Excerpted passage:
Richard A. Polin, MD, of the AAP Committee on Fetus and Newborn, and colleagues examined the characteristics of early-onset bacterial sepsis in preterm infants, noting that it is one of the most common causes of morbidity and mortality in this population and is often difficult to identify for two reasons. First, the committee wrote, is identifying preterm infants who may be at risk is complicated because of the number of possible factors that are “neither sensitive nor specific.” Second, diagnostic tests for sepsis have “poor positive prediction accuracy.” Researchers reported that this often causes healthy preterm infants to be treated with antibiotics for extended periods of time even when bacterial cultures are negative.
Polin and colleagues reported that the best treatment for suspected or proven early-onset bacterial sepsis begins with a broad-spectrum antibiotic, such as ampicillin, and an aminoglycoside, until the pathogen is identified with a blood culture, which should be drawn before any antibiotic treatment. The report states that a lumbar puncture is only necessary for infants “who can safely undergo the procedure, for infants with a positive blood culture, for infants likely to be bacteremic (on the basis of laboratory data), and infants who do not respond to antimicrobial therapy in the expected manner.”

Actions to take:
1. Answer these questions about the sepsis excerpt, one per line:
(a) Which committee is Richard A. Polin part of?
(b) How does the text describe the positive prediction accuracy of diagnostic tests for sepsis?
(c) At what point should the blood culture be drawn?
2. Please list every group of infants for whom the sepsis excerpt says a lumbar puncture is necessary.
3. Write a continuation of the sepsis excerpt, starting after its final sentence.
You won't need the entries that follow.

Given entries:
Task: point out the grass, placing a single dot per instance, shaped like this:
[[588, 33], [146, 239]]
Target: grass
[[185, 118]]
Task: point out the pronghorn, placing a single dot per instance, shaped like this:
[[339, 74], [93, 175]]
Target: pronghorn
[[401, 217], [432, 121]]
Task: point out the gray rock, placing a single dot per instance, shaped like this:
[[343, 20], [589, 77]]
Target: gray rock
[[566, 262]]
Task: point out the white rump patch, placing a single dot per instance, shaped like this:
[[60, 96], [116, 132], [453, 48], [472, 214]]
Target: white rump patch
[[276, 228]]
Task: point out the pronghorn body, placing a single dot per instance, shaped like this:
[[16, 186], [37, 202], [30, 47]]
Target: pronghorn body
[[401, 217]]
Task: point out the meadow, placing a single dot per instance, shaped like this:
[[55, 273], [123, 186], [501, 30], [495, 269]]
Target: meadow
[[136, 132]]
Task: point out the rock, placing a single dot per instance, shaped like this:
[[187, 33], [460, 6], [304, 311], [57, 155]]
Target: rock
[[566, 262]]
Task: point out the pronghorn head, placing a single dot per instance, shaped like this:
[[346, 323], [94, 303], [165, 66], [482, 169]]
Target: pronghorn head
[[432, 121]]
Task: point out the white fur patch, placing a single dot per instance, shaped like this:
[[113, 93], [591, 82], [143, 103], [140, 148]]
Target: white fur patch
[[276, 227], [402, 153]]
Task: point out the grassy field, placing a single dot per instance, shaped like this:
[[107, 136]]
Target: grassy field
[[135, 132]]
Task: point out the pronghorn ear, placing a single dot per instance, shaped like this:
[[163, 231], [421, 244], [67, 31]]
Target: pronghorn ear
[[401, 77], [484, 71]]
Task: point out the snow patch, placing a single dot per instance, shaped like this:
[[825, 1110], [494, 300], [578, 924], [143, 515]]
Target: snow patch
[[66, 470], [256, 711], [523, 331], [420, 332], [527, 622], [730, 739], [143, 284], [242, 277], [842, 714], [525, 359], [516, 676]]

Response list:
1.
(a) The AAP Committee on Fetus and Newborn.
(b) As poor.
(c) Before any antibiotic treatment.

2.
- Infants who can safely undergo the procedure
- Infants with a positive blood culture
- Infants likely to be bacteremic on the basis of laboratory data
- Infants who do not respond to antimicrobial therapy in the expected manner

3.
The authors of the report also recommend that antimicrobial therapy be discontinued in situations in which sepsis probability is low because “recent data suggest an association between prolonged empirical treatment of preterm infants (aged 5 days and older) with broad-spectrum antibiotics and higher risks of late-onset sepsis, necrotizing enterocolitis, and mortality.”
Disclosure: Dr. Polin reports no relevant financial disclosures.